====== Extract to read
R is a free programming language designed to be good at statistics and graphics. It's downloadable for free and has lots of built-in functionality for maths, statistics and graphics operation. It also has an active community that develops new add-on packages (libraries) and can be a good option to ask for help, if you're really stuck with something. The R community's also great way to get your software 'out there', if you feel you've developed something that people would find useful. It can be a lot slower to run than compiled languages like C and Fortran, except when using certain built-in library functions, but if you're not CPU-limited then it's a language with a lot to offer.
Statistics and data modelling
Statistical computing is where R shines. There are a large number of built-in functions, as well as libraries (called packages, in R parlance) that implement many of the standard statistical models that you might want to use. There is also a lot of functionality that supports the use of these statistical techniques.
For example, if you wanted to cluster some data and display the results as a dendrogram, you could simply do the following:
clusteringResults <- hclust(data)
This code takes your input 'data', applies a default clustering method to it (hclust) and then outputs the results to the 'clusteringResults' object, which has a plotting method that can be called to make the dendrogram plot.
An added advantage of R in this regard is that people are able to contribute packages to R, which can be optionally installed by the user. This means that the R community are continuously adding new statistical methods to the functionality of R.
Avoid FOR loops!
============
Problems:
[1] Based on the introduction to R, explain in one to three sentences why new statistical methods keep being added to what R can do.
[2] Continue the introduction to R from the point where it stops.
You will not need the rows for either task.
====== Entries
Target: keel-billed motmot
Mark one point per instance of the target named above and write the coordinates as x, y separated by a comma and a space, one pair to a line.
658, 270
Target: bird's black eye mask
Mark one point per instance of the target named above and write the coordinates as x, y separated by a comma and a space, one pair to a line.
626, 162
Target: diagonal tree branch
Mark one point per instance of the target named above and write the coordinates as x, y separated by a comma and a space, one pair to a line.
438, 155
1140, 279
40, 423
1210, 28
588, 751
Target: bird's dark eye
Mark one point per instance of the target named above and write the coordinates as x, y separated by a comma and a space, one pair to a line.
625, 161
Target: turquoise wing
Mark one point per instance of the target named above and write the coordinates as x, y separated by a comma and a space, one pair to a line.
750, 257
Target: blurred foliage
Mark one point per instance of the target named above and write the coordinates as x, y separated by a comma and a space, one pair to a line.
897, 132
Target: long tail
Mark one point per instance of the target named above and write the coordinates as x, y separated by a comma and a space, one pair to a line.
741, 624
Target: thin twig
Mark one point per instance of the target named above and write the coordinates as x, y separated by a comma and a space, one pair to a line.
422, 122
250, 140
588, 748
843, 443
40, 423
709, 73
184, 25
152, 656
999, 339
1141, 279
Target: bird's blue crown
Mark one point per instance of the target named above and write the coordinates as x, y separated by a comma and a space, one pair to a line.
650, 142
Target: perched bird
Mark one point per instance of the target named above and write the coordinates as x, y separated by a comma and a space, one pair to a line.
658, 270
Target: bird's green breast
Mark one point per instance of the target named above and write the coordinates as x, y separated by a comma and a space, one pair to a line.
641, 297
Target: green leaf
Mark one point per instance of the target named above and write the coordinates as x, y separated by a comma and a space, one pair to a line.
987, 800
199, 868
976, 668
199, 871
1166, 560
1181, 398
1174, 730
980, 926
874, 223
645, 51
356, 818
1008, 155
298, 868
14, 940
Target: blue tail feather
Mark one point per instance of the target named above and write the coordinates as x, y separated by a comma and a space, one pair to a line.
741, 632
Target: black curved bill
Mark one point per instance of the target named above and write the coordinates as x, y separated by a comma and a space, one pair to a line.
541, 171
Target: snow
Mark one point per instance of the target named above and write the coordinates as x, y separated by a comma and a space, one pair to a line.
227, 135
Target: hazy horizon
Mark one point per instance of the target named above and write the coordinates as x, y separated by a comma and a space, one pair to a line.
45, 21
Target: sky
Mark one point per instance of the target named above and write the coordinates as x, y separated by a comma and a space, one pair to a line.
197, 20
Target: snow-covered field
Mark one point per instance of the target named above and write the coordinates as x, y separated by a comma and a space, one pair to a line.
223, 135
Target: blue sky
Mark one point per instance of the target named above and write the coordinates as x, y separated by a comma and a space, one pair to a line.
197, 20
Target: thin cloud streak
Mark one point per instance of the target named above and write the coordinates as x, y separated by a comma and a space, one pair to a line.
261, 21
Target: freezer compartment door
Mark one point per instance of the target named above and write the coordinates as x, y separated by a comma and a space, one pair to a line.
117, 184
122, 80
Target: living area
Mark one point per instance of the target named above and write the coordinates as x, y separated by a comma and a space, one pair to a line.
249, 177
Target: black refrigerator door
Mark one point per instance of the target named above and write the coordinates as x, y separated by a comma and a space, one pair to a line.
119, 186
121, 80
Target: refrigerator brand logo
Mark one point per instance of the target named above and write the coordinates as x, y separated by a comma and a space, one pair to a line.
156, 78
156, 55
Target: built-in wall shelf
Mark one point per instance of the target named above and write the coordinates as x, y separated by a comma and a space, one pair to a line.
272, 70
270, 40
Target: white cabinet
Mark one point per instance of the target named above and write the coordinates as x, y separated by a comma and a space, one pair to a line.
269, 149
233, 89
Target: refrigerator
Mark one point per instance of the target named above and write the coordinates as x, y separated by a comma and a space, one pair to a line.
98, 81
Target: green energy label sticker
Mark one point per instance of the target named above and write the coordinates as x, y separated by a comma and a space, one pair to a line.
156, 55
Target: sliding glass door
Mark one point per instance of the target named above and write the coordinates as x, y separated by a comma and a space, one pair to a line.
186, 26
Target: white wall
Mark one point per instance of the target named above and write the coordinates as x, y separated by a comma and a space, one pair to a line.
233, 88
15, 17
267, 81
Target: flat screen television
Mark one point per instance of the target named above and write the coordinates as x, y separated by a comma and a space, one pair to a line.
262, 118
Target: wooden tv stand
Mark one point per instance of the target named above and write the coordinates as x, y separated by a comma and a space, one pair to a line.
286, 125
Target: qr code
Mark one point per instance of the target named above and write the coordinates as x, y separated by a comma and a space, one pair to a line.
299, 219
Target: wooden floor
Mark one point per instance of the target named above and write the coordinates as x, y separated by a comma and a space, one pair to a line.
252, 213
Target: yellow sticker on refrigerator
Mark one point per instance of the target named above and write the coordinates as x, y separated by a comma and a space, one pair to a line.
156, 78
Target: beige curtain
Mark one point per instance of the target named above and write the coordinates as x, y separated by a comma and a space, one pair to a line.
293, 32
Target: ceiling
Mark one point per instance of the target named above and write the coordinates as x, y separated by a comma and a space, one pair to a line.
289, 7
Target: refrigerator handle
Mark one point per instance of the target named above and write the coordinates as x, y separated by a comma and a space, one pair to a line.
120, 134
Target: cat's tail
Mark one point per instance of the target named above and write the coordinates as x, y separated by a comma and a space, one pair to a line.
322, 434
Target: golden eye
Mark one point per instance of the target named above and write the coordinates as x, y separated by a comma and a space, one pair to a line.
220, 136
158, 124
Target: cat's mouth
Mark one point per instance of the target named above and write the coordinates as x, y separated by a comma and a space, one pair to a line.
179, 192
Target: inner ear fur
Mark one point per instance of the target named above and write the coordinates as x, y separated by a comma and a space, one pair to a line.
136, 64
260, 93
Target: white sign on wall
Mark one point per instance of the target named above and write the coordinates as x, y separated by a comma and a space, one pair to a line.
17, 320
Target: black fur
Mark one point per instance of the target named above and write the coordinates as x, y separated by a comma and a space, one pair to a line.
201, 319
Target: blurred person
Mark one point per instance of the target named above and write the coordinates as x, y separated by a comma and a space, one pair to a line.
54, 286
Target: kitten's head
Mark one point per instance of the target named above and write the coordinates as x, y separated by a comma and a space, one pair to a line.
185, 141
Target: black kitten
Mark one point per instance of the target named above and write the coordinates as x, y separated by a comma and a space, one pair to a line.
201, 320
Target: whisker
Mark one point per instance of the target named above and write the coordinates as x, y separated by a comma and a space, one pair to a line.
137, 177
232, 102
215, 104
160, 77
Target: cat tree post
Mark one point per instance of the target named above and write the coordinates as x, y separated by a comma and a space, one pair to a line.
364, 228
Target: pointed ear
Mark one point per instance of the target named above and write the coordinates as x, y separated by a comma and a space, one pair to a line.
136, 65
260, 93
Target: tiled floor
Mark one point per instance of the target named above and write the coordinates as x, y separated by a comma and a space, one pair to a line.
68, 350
============
Expected responses:
[1] People are able to contribute packages to R, and users can choose to install them. Because of this, the R community continuously adds new statistical methods to R's functionality.

[2]
FOR loops are slow to execute in R. This is because they don't benefit from the heavily optimised compilation like languages such as C, C++ and FORTRAN. This is a problem less than you might think, but sometimes your software simply needs a big loop that will end up being so slow as to be noticeable. R does provide vectorised versions of many of its built-in functions, which can redress this problem a lot of the time (for example, multiplying all elements in an array by a common factor). It also has provision for linking to code written in languages like C and FORTRAN, which means that if there is one critical bottleneck in your code, you can consider re-coding that part in a much faster language.
Plotting and graphics
The R project website has this to say about graphics in R.
"One of R's strengths is the ease with which well-designed publication-quality plots can be produced, including mathematical symbols and formulae where needed. Great care has been taken over the defaults for the minor design choices in graphics, but the user retains full control."
We think this is a very reasonable statement to make. When you're producing analysis results, you just want to be able to type a one-line command and have the right plot appear on-screen. This is very often possible using R. This is convenient because it means you can keep focusing on the analysis problem rather than having to stop and begin thinking about how to write graphics code. It's also very nice when things just work!
This also means that R makes a decent graphics package for producing scientific plots, even if your results were generated outside R. Write them to a file, read them into R and away you go!
Use the libraries/packages
A real strength of R is the package system, because it allows users of R to contribute their own optional libraries to the R project and makes these packages easy for other users to install and use. This makes R a collaborative project that is constantly adding implementations of new statistical techniques. There are two huge advantages to this. The first is that you can often save a big chunk of time on your project simply because someone has already implemented the technique you require, so all you have to do is install their package. The second is that the package contributors are often experts in the relevant field and are often implementing a technique that has only recently been developed. This means that R is a great way to gain access to implementations of techniques from the cutting edge of statistics research.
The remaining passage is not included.